> [WRITTEN INSTRUCTION]:
Skip every line before the one containing "Shelf-audit tool: tag the shadow", then copy that line and the rest of the entries below exactly, through the last line.

> [DATA SUPPLIED]:
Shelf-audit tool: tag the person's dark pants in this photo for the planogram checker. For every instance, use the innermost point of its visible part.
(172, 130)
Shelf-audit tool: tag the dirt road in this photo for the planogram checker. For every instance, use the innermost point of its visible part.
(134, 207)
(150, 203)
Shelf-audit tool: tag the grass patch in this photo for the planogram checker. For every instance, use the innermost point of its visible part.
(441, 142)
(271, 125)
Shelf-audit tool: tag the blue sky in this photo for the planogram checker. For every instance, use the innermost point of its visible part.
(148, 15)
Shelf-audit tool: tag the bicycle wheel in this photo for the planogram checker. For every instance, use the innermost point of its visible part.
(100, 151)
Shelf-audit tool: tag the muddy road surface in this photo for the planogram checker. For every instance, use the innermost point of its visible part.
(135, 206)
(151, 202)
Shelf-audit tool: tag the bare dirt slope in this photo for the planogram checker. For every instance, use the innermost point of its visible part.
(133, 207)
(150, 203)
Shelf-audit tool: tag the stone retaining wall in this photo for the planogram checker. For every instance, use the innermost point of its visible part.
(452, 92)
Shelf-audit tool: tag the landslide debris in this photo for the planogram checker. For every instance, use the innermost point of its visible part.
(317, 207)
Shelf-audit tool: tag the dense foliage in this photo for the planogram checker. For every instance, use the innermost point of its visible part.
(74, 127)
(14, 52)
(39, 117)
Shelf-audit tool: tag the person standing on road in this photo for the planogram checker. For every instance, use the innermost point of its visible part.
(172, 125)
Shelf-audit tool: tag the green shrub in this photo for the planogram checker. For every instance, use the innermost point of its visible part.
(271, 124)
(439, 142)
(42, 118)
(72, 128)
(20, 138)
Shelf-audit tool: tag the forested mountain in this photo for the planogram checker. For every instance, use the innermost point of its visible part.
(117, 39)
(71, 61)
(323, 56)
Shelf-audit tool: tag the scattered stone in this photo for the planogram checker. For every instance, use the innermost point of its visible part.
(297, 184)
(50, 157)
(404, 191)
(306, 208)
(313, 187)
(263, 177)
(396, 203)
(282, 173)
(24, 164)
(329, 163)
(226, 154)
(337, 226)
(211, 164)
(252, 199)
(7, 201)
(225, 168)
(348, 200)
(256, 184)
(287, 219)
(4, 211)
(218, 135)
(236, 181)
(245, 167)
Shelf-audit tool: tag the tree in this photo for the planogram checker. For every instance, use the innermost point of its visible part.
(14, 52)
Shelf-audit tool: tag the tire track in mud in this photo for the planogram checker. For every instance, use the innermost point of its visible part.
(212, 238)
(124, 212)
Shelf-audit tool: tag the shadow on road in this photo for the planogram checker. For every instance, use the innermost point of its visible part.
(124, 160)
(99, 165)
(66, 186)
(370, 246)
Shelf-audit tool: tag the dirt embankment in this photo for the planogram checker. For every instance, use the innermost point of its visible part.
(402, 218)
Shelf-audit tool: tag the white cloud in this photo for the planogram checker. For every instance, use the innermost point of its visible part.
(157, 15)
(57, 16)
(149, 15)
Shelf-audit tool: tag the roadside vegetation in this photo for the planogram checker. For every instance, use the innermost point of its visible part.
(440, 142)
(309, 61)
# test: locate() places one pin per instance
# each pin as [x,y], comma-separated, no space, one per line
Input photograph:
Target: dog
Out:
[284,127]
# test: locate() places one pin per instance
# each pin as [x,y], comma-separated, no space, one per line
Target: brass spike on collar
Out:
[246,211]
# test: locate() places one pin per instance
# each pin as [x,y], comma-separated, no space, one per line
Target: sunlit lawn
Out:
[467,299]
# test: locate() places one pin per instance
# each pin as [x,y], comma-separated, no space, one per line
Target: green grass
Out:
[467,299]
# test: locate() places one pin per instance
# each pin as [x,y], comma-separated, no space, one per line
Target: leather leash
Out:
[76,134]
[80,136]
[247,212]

> [REPLY TO THE TASK]:
Shelf-audit tool: tag the shadow on road in this photo for the planogram checker. For every instance, use the innermost point of its visible part.
(124, 160)
(99, 165)
(66, 186)
(370, 246)
Shelf-audit tool: tag the dirt embankment in this photo for the planogram checker. For every instance, use the innermost point of its visible part.
(402, 218)
Shelf-audit tool: tag the white cloud in this photo for the planogram checker. For every instance, use the innermost point of its visible part.
(157, 15)
(57, 16)
(149, 15)
Shelf-audit tool: tag the roadside vegetation in this photo for the planogram checker. For every instance, use the innermost point of its visible part.
(440, 142)
(309, 61)
# test: locate() places one pin per instance
# each pin as [x,y], comma-separated, no space, one per line
Input photograph:
Target: dog
Out:
[284,127]
# test: locate() places one pin per instance
# each pin as [x,y], comma-separated, no space, one per line
Target: brass spike on collar
Out:
[246,211]
# test: locate() places one pin per instance
# each pin as [x,y], comma-separated, no space, one per line
Target: sunlit lawn
Out:
[467,299]
# test: locate() places one pin per instance
# each pin as [x,y], comma-separated, no space, one per line
Target: green grass
Out:
[467,299]
# test: locate() places one pin per instance
# each pin as [x,y], comma-separated, no space, one per line
Target: leather leash
Out:
[76,134]
[80,136]
[247,212]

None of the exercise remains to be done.